Locate each line in the entries below that contains the string "slope", and copy those lines.
***
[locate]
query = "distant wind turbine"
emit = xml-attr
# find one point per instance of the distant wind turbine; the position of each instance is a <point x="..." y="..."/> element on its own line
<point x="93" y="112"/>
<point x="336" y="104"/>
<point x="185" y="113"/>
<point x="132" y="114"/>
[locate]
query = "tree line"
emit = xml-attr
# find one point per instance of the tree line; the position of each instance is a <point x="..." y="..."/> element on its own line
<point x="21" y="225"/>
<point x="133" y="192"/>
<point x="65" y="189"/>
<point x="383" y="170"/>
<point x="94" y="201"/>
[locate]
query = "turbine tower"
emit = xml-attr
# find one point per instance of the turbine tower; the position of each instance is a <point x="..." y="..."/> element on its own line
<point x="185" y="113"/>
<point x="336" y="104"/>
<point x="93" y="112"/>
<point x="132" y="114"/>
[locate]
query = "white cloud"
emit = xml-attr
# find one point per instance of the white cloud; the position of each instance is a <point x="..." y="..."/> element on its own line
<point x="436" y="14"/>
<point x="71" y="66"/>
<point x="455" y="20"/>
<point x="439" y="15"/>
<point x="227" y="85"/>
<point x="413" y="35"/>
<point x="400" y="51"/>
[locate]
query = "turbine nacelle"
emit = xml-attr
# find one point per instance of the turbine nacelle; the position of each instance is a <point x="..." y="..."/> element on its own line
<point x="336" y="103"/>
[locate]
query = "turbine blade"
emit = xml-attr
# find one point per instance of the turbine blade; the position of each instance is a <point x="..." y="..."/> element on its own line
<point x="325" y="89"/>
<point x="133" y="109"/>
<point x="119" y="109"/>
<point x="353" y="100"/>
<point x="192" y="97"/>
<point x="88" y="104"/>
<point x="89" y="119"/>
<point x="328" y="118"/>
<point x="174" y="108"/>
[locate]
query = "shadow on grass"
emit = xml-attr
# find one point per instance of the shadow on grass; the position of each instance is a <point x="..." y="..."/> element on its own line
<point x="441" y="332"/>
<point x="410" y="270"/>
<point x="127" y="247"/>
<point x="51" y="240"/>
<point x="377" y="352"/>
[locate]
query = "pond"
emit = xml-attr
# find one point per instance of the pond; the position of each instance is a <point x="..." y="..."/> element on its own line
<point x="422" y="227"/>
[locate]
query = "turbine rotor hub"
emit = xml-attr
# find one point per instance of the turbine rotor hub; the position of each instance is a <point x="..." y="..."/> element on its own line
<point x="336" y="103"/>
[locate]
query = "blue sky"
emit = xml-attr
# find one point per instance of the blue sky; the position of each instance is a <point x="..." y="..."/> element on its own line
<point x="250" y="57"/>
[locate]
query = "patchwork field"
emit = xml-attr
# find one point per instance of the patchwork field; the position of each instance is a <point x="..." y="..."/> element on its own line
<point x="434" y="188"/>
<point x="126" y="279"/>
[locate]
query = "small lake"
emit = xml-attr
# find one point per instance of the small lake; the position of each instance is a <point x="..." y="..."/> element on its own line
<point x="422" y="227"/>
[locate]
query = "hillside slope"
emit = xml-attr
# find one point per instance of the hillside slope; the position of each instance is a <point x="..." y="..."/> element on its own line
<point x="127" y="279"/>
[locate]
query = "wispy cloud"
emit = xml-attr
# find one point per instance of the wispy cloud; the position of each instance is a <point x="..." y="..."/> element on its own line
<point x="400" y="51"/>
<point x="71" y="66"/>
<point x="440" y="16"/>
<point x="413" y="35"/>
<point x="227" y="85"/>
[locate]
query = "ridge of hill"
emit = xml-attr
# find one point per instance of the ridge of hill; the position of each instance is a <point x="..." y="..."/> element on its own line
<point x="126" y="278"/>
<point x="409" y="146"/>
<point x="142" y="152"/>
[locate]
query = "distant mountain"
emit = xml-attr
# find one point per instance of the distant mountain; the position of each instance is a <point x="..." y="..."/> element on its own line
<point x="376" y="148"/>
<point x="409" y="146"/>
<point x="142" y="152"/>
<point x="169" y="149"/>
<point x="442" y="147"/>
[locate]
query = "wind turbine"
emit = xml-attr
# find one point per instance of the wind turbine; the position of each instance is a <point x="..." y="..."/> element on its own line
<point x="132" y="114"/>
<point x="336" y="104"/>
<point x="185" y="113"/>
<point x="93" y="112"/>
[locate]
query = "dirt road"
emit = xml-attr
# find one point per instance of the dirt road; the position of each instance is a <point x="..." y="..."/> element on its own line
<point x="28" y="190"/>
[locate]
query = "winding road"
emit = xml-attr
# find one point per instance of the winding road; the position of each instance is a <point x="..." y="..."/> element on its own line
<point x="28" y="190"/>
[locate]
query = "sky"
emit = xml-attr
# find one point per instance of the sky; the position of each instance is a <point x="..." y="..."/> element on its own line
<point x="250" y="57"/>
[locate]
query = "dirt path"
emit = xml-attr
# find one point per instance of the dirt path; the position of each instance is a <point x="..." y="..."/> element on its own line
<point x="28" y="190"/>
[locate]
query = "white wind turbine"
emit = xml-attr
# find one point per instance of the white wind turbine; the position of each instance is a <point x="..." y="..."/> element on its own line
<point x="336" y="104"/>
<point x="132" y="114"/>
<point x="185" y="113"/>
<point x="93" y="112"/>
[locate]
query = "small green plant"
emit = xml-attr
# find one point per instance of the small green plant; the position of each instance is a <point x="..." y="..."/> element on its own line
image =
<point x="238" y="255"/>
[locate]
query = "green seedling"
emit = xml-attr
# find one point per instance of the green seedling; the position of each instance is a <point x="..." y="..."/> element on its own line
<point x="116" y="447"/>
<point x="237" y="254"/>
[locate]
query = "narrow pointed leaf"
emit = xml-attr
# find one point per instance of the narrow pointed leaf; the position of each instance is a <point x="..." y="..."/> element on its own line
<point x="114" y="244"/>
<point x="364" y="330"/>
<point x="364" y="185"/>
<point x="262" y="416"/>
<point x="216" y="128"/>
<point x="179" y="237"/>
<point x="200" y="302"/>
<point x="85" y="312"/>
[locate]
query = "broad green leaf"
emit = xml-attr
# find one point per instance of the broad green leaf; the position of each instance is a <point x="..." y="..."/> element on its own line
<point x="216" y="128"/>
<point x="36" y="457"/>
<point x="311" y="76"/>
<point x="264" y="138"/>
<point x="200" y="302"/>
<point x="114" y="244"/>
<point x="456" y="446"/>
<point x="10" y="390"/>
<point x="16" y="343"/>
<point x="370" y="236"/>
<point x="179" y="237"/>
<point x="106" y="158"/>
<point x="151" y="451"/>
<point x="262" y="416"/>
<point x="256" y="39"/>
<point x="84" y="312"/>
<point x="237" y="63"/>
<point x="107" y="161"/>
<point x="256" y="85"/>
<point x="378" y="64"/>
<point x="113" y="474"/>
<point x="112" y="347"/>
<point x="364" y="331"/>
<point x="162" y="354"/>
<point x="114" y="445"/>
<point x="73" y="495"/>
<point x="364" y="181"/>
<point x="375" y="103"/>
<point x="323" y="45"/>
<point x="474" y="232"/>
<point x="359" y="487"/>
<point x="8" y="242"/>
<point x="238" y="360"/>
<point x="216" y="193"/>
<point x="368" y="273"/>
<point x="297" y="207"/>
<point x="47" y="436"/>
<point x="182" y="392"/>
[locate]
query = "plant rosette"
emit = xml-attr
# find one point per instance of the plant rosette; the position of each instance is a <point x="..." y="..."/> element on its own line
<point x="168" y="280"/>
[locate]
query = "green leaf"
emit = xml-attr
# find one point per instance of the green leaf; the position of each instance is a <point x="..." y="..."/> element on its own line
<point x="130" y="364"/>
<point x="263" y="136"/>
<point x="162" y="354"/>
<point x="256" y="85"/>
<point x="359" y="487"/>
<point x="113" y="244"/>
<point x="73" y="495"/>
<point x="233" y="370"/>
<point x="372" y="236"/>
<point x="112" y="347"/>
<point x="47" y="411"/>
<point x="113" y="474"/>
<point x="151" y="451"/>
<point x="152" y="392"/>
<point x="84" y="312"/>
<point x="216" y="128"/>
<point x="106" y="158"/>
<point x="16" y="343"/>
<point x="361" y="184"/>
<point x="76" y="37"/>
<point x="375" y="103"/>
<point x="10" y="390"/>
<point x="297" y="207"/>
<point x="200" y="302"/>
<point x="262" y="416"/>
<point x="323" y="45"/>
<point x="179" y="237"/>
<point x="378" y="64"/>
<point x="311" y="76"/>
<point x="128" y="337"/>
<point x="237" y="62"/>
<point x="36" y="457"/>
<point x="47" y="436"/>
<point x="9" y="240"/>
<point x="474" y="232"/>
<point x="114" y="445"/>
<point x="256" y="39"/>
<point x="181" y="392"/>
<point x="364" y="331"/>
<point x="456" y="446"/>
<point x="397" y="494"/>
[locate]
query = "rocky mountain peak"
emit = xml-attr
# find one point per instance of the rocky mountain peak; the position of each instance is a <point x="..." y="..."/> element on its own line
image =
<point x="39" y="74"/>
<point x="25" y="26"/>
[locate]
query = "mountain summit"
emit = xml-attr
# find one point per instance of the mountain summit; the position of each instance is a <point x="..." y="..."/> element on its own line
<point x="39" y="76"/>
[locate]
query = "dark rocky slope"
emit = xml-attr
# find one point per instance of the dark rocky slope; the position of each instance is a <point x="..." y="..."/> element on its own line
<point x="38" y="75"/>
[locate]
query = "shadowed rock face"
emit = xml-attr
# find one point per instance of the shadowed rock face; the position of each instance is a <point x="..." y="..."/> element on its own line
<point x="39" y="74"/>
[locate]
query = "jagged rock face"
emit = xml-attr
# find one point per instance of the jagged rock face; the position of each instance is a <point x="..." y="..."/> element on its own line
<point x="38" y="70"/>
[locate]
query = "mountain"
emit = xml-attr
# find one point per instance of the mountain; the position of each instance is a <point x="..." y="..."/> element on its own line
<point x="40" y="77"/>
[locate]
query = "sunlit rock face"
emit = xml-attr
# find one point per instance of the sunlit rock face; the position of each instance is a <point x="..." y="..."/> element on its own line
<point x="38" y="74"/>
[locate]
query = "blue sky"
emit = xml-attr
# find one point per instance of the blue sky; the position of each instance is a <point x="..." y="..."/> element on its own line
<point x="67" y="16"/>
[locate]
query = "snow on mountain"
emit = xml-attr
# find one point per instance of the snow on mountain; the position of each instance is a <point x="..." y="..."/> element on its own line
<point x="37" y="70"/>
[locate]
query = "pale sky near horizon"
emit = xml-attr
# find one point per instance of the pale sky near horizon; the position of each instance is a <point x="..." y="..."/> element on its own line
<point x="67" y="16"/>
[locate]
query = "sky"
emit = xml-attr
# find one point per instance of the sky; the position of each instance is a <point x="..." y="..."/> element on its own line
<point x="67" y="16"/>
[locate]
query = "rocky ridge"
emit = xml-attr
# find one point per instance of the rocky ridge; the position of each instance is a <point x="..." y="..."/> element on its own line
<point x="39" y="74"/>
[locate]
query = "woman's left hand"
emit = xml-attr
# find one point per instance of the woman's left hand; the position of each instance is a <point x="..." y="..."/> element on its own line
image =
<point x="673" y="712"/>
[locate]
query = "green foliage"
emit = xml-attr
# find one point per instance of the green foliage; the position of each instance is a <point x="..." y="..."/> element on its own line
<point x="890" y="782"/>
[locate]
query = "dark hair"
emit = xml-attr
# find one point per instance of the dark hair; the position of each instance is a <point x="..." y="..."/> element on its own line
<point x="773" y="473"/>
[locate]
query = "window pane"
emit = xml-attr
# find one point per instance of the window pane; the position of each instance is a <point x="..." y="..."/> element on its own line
***
◆ Exercise response:
query = "hillside slope"
# find one point per instance of the hillside slope; the position of each instance is a <point x="..." y="..."/> element on its own line
query = "dark rocky slope"
# find one point per instance of the dark rocky slope; the position of each instance is a <point x="..." y="..."/> element on its own line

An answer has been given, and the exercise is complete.